::: Data supplied

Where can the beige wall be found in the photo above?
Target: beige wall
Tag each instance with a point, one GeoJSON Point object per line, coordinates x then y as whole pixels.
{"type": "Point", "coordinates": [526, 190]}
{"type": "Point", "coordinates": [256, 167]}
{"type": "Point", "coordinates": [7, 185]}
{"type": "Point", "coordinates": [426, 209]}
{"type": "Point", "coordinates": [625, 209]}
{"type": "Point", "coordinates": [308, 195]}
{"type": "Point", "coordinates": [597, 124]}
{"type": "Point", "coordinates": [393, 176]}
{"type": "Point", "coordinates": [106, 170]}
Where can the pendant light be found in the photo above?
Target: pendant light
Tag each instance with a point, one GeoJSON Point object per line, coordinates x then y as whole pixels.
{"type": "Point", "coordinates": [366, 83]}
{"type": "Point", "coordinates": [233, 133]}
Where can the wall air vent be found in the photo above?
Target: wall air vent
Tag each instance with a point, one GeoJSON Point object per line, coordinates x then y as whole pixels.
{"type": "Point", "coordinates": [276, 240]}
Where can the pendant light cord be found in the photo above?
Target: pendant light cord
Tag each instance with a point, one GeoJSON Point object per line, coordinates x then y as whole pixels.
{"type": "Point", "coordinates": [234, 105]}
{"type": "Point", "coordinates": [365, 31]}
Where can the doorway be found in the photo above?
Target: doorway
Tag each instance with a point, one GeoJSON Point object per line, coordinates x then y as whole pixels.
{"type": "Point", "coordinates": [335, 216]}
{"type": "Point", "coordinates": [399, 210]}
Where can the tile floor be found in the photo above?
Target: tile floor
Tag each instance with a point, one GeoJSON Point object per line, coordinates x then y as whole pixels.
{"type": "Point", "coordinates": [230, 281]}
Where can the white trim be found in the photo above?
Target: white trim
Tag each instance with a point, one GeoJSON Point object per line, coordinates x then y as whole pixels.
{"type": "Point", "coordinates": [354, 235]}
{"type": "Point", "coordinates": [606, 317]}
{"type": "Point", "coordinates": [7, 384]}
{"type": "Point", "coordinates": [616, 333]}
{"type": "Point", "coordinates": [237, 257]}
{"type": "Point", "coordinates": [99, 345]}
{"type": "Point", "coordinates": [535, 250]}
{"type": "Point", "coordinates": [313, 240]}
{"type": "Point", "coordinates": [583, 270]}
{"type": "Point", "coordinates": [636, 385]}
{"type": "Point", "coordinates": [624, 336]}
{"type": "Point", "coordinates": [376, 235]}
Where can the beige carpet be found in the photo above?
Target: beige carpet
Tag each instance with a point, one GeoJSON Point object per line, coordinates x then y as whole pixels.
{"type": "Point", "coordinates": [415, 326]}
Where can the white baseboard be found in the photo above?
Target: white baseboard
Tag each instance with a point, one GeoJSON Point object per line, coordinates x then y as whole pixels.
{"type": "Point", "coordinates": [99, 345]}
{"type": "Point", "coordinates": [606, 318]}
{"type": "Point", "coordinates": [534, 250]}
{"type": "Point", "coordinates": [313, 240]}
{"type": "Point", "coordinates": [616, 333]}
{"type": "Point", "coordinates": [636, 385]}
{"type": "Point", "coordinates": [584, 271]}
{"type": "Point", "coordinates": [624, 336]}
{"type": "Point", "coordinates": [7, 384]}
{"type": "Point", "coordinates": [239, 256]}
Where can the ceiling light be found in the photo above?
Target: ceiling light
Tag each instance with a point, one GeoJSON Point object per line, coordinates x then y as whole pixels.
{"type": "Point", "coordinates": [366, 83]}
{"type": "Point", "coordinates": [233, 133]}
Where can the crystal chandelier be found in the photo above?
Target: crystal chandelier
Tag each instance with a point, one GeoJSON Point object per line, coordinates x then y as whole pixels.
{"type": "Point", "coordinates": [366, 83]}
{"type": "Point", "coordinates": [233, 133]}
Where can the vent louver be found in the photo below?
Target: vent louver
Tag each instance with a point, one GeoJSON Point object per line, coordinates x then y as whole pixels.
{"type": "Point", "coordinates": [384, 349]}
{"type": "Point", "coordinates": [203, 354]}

::::::

→ Request
In the listing above, find the line containing "Where can the ceiling", then reproduce it and each line after it through the end, exactly and with nothing added.

→ Task result
Where can the ceiling light be found in the photo above?
Target: ceiling light
Tag each instance with a point, one GeoJSON Point object per line, coordinates x then y as whole pixels.
{"type": "Point", "coordinates": [366, 83]}
{"type": "Point", "coordinates": [233, 133]}
Where can the crystal chandelier be found in the photo above?
Target: crystal chandelier
Tag each instance with a point, one GeoJSON Point object per line, coordinates x then y as whole pixels.
{"type": "Point", "coordinates": [366, 83]}
{"type": "Point", "coordinates": [233, 133]}
Where can the vent louver be found in the photo below?
Target: vent louver
Tag each instance with a point, one GeoJSON Point object per line, coordinates x then y as whole pixels.
{"type": "Point", "coordinates": [384, 349]}
{"type": "Point", "coordinates": [203, 354]}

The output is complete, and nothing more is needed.